◆ **Exercise**
Your answer should be the lines below from the one holding "Where can the bare chest" through the one holding "Target: green foliage", copied exactly and with nothing else.

◆ **Data for this task**
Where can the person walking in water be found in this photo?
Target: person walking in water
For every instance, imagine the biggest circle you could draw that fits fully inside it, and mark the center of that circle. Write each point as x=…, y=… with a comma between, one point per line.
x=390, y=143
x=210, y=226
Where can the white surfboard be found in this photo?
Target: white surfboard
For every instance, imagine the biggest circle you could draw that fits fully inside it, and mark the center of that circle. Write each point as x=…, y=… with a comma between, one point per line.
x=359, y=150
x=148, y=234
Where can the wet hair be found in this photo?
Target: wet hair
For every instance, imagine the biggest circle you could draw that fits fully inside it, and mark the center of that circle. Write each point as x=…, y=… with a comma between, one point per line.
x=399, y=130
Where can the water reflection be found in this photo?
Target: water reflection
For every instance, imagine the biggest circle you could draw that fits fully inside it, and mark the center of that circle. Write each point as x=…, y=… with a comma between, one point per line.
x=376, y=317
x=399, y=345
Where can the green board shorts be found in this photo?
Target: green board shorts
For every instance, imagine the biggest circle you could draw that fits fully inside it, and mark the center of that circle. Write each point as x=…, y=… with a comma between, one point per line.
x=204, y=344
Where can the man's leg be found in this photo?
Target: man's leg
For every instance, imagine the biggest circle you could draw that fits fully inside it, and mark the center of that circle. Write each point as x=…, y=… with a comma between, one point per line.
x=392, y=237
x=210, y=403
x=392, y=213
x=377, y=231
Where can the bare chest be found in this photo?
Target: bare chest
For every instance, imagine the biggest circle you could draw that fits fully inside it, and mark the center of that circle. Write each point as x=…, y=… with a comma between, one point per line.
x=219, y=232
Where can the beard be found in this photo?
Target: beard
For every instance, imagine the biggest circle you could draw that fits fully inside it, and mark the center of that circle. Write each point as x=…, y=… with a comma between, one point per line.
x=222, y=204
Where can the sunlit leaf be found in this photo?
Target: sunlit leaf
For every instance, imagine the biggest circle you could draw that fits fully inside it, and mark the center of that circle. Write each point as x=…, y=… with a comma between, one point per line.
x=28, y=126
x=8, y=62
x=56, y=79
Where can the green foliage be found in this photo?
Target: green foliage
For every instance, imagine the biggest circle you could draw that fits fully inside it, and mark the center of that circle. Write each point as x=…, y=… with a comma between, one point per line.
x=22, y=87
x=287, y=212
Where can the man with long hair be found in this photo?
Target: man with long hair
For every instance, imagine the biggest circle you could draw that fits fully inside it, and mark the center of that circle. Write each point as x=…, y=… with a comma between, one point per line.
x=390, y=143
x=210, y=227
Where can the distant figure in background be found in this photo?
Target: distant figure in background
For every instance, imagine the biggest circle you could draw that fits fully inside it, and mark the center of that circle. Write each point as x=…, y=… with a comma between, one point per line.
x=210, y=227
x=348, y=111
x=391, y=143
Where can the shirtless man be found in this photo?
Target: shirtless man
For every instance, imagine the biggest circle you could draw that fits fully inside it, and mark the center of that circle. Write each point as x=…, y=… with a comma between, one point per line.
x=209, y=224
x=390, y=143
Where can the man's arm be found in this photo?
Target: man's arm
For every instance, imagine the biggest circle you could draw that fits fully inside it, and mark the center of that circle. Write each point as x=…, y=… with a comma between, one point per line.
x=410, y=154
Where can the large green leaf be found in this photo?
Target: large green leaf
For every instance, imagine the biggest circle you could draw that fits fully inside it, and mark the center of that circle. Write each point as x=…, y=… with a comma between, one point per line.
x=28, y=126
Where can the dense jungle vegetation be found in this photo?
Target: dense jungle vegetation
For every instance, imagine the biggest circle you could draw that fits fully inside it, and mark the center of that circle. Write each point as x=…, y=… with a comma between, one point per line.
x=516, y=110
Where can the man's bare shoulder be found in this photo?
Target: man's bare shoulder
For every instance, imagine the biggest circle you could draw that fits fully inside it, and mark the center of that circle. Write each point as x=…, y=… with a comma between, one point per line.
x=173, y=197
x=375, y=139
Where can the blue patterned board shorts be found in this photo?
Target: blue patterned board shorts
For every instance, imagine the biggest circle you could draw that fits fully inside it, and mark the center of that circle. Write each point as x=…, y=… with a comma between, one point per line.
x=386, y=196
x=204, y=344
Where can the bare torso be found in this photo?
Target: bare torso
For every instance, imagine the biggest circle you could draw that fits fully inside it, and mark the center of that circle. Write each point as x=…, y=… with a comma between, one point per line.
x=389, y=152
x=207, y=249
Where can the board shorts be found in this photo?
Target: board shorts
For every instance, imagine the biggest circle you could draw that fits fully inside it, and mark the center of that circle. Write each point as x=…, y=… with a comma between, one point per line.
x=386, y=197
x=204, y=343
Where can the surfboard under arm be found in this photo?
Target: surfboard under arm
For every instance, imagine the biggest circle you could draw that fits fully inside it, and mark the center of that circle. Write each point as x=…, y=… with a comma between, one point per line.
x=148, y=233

◆ **Result for this task**
Where can the bare chest be found in this photo?
Target: bare chest
For every instance, imagine the biggest circle you could draw that fits fully inside it, and mark the center of that circle. Write each point as x=…, y=… with a comma between, one point per line.
x=219, y=232
Where can the beard be found in this photo?
Target: beard
For every instance, imagine the biggest circle you could draw that fits fully inside it, and mark the center of that circle. Write each point as x=…, y=… with a comma between, one point per line.
x=222, y=204
Where can the sunlit leaf be found in this photo?
Target: sunlit leaf
For every instance, imagine the biggest circle you could draw that fits fully inside it, and mark the center of that circle. Write each point as x=…, y=… with a comma between, one point per line.
x=28, y=126
x=8, y=62
x=56, y=79
Where can the green foliage be found in this photo?
Target: green foliage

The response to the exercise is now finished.